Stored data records
* * *

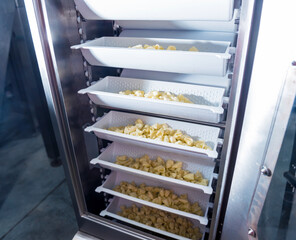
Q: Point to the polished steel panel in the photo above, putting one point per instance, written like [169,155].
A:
[268,75]
[7,13]
[276,137]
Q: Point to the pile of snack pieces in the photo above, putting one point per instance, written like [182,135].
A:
[160,95]
[159,196]
[168,168]
[162,220]
[160,132]
[159,47]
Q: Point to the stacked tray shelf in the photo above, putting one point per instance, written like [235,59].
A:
[193,159]
[211,59]
[198,132]
[207,100]
[114,207]
[214,10]
[115,178]
[107,160]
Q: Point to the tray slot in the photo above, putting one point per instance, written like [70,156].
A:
[214,10]
[115,178]
[113,119]
[211,81]
[212,58]
[191,163]
[207,100]
[190,26]
[114,207]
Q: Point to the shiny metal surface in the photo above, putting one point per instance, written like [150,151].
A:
[276,136]
[234,100]
[7,13]
[269,73]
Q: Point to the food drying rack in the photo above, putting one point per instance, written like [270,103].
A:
[203,77]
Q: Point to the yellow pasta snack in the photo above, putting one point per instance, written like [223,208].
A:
[162,220]
[159,47]
[159,166]
[159,196]
[160,95]
[160,132]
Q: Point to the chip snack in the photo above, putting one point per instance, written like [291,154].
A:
[162,220]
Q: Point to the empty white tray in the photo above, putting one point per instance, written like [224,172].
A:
[115,178]
[212,58]
[114,207]
[191,163]
[116,119]
[219,10]
[207,100]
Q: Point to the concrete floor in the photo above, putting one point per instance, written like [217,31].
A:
[34,198]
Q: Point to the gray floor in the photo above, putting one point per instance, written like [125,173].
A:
[34,199]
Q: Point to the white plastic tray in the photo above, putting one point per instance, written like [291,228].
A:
[115,178]
[212,58]
[207,100]
[115,119]
[219,10]
[191,163]
[193,26]
[114,207]
[210,81]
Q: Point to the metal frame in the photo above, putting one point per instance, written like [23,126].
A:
[227,157]
[54,29]
[268,75]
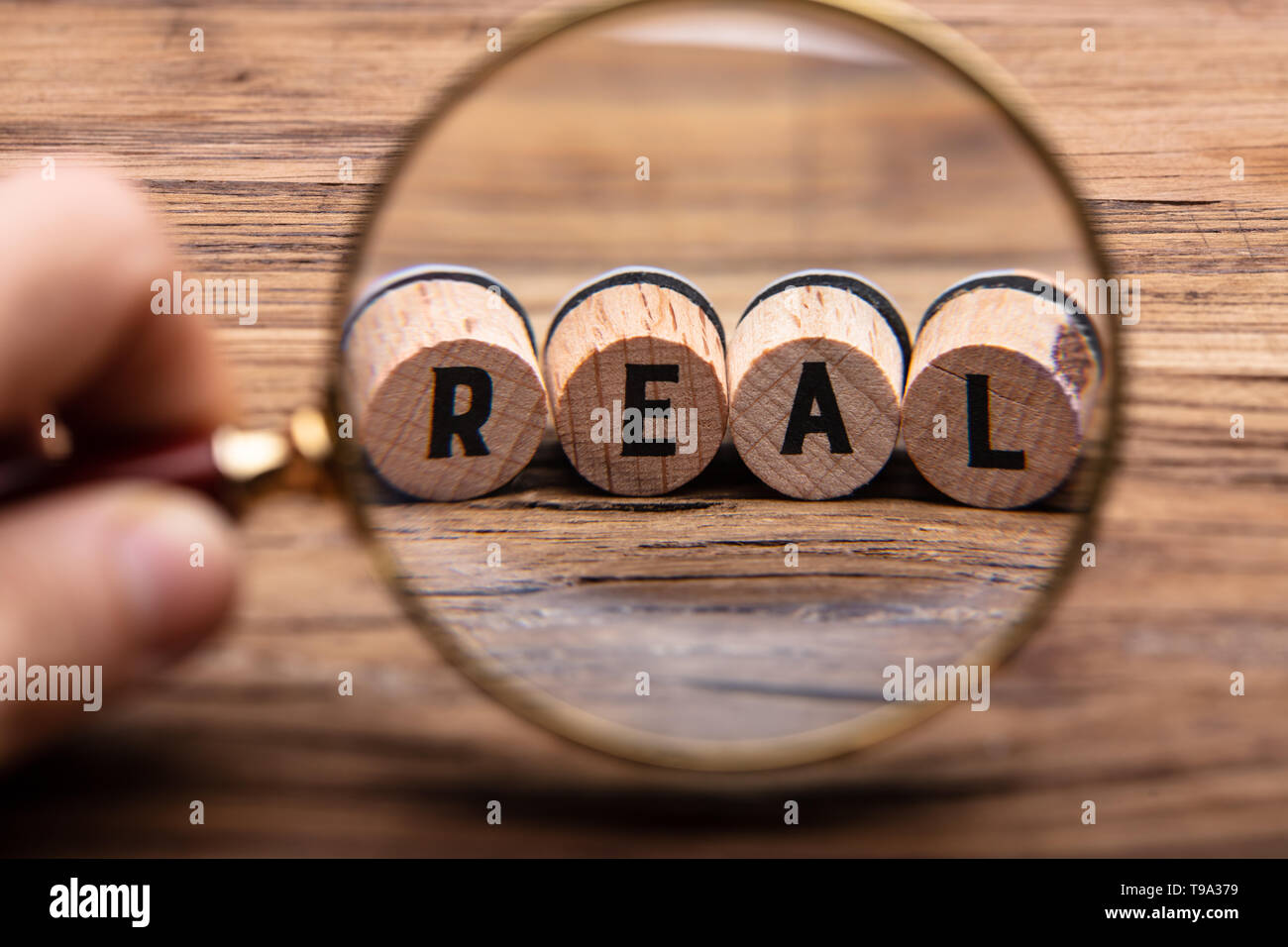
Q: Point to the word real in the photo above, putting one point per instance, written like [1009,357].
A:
[645,432]
[76,684]
[938,684]
[1102,296]
[75,899]
[211,298]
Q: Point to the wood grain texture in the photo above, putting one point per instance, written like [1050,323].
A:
[1122,698]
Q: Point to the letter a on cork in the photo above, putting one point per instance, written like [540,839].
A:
[815,371]
[635,368]
[442,372]
[1001,388]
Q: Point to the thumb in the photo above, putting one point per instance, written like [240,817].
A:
[124,578]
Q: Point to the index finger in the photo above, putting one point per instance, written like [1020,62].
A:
[77,260]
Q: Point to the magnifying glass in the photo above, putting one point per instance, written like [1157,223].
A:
[737,169]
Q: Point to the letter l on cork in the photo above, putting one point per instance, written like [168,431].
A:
[1003,384]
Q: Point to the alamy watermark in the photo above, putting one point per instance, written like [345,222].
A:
[76,684]
[1099,296]
[936,684]
[649,425]
[211,298]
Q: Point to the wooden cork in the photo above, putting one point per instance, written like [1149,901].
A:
[635,368]
[1000,392]
[815,371]
[442,375]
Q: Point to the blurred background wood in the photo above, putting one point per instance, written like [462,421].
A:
[1124,698]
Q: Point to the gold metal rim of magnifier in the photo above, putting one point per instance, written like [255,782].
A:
[756,754]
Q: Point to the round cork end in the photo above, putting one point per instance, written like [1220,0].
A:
[443,376]
[815,369]
[1003,381]
[635,368]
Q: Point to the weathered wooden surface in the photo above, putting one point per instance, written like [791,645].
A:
[1122,698]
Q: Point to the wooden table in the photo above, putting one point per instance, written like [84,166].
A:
[1124,698]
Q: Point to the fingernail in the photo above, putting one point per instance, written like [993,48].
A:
[174,556]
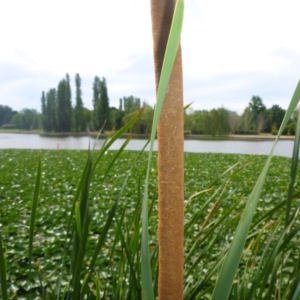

* * *

• [Your goal] Count the lines in the rows above that contain the word "metal" and give only that number.

• [Exercise response] 3